*** Opening Records supplied ***
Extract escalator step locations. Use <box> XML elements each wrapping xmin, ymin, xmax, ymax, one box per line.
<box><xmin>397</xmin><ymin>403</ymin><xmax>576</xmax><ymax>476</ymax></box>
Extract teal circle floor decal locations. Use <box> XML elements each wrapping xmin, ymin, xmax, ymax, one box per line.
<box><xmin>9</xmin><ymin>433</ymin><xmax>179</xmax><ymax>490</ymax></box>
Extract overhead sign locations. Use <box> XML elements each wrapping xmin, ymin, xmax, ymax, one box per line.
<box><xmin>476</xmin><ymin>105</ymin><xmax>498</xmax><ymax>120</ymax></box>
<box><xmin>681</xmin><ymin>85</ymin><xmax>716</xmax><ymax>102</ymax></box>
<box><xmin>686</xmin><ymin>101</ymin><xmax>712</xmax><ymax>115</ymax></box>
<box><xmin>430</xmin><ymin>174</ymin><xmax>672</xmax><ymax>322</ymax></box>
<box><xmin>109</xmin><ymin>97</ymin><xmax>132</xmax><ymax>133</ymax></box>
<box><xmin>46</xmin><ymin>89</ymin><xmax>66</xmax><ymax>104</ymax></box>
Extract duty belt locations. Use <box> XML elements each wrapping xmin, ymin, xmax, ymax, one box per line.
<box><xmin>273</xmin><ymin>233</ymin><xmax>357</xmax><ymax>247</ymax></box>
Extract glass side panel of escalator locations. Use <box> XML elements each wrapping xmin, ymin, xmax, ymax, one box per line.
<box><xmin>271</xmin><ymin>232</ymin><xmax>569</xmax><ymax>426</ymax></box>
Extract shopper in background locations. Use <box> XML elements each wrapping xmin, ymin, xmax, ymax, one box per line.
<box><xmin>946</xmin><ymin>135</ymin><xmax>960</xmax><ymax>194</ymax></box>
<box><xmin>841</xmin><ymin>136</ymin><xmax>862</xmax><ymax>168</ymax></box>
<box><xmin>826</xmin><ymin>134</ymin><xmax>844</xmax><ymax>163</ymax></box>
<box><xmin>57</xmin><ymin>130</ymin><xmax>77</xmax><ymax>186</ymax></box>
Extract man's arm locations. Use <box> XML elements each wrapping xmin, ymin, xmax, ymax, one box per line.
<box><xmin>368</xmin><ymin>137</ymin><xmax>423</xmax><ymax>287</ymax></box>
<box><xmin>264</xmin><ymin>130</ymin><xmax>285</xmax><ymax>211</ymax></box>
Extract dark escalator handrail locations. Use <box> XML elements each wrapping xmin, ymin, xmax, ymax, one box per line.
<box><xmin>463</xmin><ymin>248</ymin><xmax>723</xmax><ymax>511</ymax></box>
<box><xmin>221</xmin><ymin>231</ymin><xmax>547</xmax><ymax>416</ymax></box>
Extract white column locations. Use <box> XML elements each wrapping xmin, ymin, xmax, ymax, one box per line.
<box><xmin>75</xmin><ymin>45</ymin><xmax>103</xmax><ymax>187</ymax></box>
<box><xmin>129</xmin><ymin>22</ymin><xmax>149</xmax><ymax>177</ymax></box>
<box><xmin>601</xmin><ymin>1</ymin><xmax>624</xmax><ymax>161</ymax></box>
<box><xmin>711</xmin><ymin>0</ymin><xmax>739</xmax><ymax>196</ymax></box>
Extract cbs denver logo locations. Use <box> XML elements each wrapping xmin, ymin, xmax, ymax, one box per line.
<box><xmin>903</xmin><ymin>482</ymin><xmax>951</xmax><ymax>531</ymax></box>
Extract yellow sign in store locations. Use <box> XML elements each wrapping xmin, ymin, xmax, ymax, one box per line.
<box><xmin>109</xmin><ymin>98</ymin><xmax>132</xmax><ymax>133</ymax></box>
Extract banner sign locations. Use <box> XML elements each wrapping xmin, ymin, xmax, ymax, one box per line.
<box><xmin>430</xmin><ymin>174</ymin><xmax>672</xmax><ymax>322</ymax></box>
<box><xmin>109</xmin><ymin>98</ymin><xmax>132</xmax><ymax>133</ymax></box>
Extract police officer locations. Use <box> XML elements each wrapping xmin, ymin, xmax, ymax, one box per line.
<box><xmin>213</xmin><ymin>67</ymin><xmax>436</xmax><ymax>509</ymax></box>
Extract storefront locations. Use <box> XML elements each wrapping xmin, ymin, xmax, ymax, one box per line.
*** Closing Records supplied ***
**Exercise prompt:** Write out every entry again exactly, please, with nothing missing.

**Written answer:**
Extract escalator step locations. Use <box> XML elements each wrapping xmin, ymin, xmax, ymax, one box per line.
<box><xmin>397</xmin><ymin>403</ymin><xmax>576</xmax><ymax>476</ymax></box>
Extract teal circle floor decal locations. Use <box> XML elements each wrapping xmin, ymin, xmax, ymax, one box per line.
<box><xmin>9</xmin><ymin>433</ymin><xmax>179</xmax><ymax>490</ymax></box>
Extract overhead sign locations. Use <box> XML elements each wrapping xmin, ymin, xmax, ymax, one box per line.
<box><xmin>476</xmin><ymin>105</ymin><xmax>498</xmax><ymax>120</ymax></box>
<box><xmin>681</xmin><ymin>85</ymin><xmax>716</xmax><ymax>102</ymax></box>
<box><xmin>686</xmin><ymin>101</ymin><xmax>712</xmax><ymax>115</ymax></box>
<box><xmin>430</xmin><ymin>174</ymin><xmax>672</xmax><ymax>322</ymax></box>
<box><xmin>109</xmin><ymin>97</ymin><xmax>132</xmax><ymax>133</ymax></box>
<box><xmin>46</xmin><ymin>89</ymin><xmax>66</xmax><ymax>104</ymax></box>
Extract duty belt locations. Use <box> XML elements each wrapping xmin, ymin, xmax, ymax, one box per line.
<box><xmin>273</xmin><ymin>233</ymin><xmax>357</xmax><ymax>247</ymax></box>
Extract glass side panel of escalator locations. Use <box> XML elements each wrapping xmin, ymin, xmax, ymax, one box per line.
<box><xmin>271</xmin><ymin>232</ymin><xmax>569</xmax><ymax>426</ymax></box>
Extract shopper in background locations. Use <box> XML elements each wrapping xmin, ymin, xmax, ymax, one box per line.
<box><xmin>946</xmin><ymin>135</ymin><xmax>960</xmax><ymax>194</ymax></box>
<box><xmin>841</xmin><ymin>136</ymin><xmax>862</xmax><ymax>168</ymax></box>
<box><xmin>826</xmin><ymin>134</ymin><xmax>844</xmax><ymax>163</ymax></box>
<box><xmin>57</xmin><ymin>130</ymin><xmax>77</xmax><ymax>186</ymax></box>
Extract man's arm locations. Use <box> XML elements each wrapping xmin, ymin, xmax, ymax, one box per line.
<box><xmin>368</xmin><ymin>137</ymin><xmax>423</xmax><ymax>287</ymax></box>
<box><xmin>264</xmin><ymin>130</ymin><xmax>285</xmax><ymax>211</ymax></box>
Extract dark escalator handrail locations. Use <box> XML elements each wrapping xmin, ymin, xmax, ymax, one box per line.
<box><xmin>463</xmin><ymin>248</ymin><xmax>723</xmax><ymax>511</ymax></box>
<box><xmin>221</xmin><ymin>231</ymin><xmax>547</xmax><ymax>416</ymax></box>
Extract white column locations. Use <box> XML elements each wrapping xmin, ymin, xmax, ymax, one box per line.
<box><xmin>75</xmin><ymin>45</ymin><xmax>103</xmax><ymax>187</ymax></box>
<box><xmin>129</xmin><ymin>22</ymin><xmax>149</xmax><ymax>177</ymax></box>
<box><xmin>601</xmin><ymin>1</ymin><xmax>624</xmax><ymax>161</ymax></box>
<box><xmin>711</xmin><ymin>0</ymin><xmax>739</xmax><ymax>196</ymax></box>
Extract cbs denver logo locations. Use <box> XML elements each wrapping xmin, ymin, xmax, ymax, one box per line.
<box><xmin>903</xmin><ymin>482</ymin><xmax>951</xmax><ymax>531</ymax></box>
Extract yellow sign in store locations. Use <box> XML elements each wrapping xmin, ymin, xmax, ymax, one box per line.
<box><xmin>109</xmin><ymin>98</ymin><xmax>132</xmax><ymax>133</ymax></box>
Extract banner sign locations. Use <box> XML elements each wrapping xmin, ymin, xmax, ymax, one box per line.
<box><xmin>430</xmin><ymin>174</ymin><xmax>672</xmax><ymax>322</ymax></box>
<box><xmin>109</xmin><ymin>98</ymin><xmax>132</xmax><ymax>133</ymax></box>
Extract police officer locations. Use <box> XML elements each wrapping xmin, ymin, xmax, ymax, one box per line.
<box><xmin>213</xmin><ymin>67</ymin><xmax>436</xmax><ymax>509</ymax></box>
Extract storefront locations. Use <box> XML elements each wrapping xmin, ymin, xmax, ymax, one box per line.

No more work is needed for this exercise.